§ EXCERPT TO READ
=== Section Start ===
Pernio, also known as chilblains, results from cold exposure, usually just above freezing, and recurrent trauma. It is commonly reported in temperate climates, where women and children are most commonly affected. Typical lesions consist of painful nodules and plaques that overlie bony prominences on the hands and feet ( Fig. 7.22 ). Histopathology demonstrates intense edema of the papillary dermis and endothelial swelling associated with a mononuclear, perivascular infiltrate. Inflammation may extend to vessels in the deep dermis and fat. Thin girls and young women with a history of cold hands and feet, equestrians, scuba divers, and individuals who participate in fall and winter sports are particularly prone to developing lesions. The risk of recurrences can be reduced by keeping the distal extremities warm and protected from trauma. Patients should be instructed to avoid cold and damp exposures to the hands and to wear dry gloves or mittens in any cold environment. Chilblains should be distinguished from child abuse (in which cold exposure is not the primary trigger) and chilblain lupus. One should suspect child abuse when clinical findings seem inconsistent with environmental exposure, such as geographic lesions or highly asymmetric distributions (e.g., only one foot being involved). Chilblain lupus may represent an overlap of pernio and lupus, but in time, many patients with chilblain lupus develop features both clinically and histologically of discoid lupus in addition to their pernio lesions.
Acrodynia, or pink disease, occurs in infants and toddlers as a result of chronic exposure to mercury. Painful, persistent erythema and swelling of the hands and feet are accompanied by other signs of sympathetic stimulation, which include tachycardia, hyperhidrosis, restlessness, and irritability. Treatment is directed toward removing the source of mercury exposure and chelation therapy.
=== Section End ===
§ DATA PROVIDED
=== Section Start ===
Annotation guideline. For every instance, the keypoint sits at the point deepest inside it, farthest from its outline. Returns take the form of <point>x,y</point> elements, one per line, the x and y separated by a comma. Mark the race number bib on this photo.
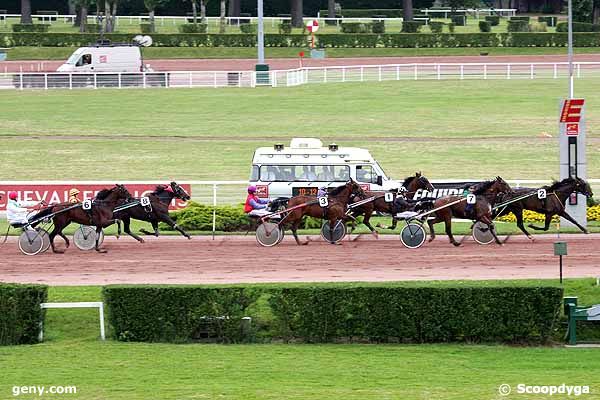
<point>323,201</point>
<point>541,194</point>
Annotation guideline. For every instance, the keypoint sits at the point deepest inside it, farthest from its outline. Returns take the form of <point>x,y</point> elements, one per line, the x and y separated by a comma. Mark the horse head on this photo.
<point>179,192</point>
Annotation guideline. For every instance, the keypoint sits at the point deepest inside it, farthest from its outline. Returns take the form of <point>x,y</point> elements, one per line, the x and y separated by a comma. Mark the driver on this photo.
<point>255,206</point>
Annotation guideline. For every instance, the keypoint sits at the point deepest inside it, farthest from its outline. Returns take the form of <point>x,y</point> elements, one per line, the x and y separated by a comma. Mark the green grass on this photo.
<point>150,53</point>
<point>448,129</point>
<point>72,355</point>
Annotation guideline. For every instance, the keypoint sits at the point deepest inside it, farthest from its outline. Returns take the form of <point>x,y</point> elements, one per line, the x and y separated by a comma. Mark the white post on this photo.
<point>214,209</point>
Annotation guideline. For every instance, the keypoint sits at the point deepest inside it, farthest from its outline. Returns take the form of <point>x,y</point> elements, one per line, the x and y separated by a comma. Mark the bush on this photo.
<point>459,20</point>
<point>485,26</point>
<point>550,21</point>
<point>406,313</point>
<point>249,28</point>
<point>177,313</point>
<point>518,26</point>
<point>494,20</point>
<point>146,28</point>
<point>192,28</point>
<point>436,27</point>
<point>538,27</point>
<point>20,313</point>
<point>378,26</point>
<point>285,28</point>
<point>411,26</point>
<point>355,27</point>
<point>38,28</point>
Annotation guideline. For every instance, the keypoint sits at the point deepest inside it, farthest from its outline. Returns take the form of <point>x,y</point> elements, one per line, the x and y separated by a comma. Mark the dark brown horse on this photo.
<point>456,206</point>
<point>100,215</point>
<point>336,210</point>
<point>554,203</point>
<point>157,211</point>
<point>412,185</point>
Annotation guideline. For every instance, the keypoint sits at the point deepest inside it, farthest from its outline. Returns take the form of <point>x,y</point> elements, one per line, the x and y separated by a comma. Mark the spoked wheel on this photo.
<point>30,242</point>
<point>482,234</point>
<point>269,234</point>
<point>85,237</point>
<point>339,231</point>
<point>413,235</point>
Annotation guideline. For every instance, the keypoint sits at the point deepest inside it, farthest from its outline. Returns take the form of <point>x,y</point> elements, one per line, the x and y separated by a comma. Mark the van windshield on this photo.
=== Section End ===
=== Section Start ===
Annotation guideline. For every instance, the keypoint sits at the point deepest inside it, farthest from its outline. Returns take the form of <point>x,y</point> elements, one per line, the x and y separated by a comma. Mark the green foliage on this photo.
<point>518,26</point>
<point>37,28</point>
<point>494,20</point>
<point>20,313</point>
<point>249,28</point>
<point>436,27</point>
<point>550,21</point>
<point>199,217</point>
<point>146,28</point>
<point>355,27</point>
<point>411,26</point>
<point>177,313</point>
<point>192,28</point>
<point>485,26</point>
=== Section End ===
=== Section Start ===
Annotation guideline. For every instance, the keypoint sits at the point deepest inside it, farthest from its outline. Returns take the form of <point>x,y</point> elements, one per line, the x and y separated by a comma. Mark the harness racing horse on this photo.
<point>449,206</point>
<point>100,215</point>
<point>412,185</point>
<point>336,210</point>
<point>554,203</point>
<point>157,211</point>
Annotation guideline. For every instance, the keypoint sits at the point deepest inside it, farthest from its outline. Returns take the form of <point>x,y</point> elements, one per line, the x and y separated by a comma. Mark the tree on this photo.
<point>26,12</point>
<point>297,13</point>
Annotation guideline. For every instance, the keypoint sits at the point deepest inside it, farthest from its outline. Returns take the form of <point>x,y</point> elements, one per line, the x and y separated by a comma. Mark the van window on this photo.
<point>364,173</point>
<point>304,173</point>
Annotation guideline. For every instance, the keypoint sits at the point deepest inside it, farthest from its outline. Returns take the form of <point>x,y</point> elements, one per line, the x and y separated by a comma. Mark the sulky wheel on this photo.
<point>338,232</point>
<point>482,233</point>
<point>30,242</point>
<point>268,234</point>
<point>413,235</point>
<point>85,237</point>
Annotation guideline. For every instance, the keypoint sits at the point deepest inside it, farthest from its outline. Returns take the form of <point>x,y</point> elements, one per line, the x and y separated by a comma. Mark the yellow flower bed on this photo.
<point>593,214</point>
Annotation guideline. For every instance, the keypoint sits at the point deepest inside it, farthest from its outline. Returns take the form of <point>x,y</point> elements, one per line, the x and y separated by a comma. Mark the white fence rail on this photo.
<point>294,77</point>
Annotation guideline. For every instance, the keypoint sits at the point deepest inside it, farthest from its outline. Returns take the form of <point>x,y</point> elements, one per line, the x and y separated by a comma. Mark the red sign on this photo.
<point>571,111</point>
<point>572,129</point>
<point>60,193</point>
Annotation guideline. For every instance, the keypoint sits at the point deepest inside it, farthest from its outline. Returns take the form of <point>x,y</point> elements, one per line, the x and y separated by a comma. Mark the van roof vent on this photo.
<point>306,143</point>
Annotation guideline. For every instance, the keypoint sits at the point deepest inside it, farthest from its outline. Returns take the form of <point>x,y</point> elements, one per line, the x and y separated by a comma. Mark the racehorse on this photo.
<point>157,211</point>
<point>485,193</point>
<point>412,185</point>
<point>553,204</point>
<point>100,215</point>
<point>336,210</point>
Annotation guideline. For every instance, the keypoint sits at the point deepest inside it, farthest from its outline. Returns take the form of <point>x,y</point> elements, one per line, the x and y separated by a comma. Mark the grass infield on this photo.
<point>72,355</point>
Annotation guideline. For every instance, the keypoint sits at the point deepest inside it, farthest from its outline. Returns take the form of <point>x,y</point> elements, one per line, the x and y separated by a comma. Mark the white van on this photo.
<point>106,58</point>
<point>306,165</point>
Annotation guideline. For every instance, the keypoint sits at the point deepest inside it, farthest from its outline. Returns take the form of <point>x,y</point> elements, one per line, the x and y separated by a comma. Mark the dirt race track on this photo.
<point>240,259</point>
=== Section End ===
§ INSTRUCTIONS TO FOLLOW
Using the passage on pernio and acrodynia, please explain why people with chilblains are told to keep their hands and feet warm and to wear dry gloves or mittens in the cold. The listing comes from a separate source.

§ TASK RESPONSE
Pernio results from cold exposure and recurrent trauma. Keeping the hands and feet warm and protected from trauma lowers the risk of the lesions coming back.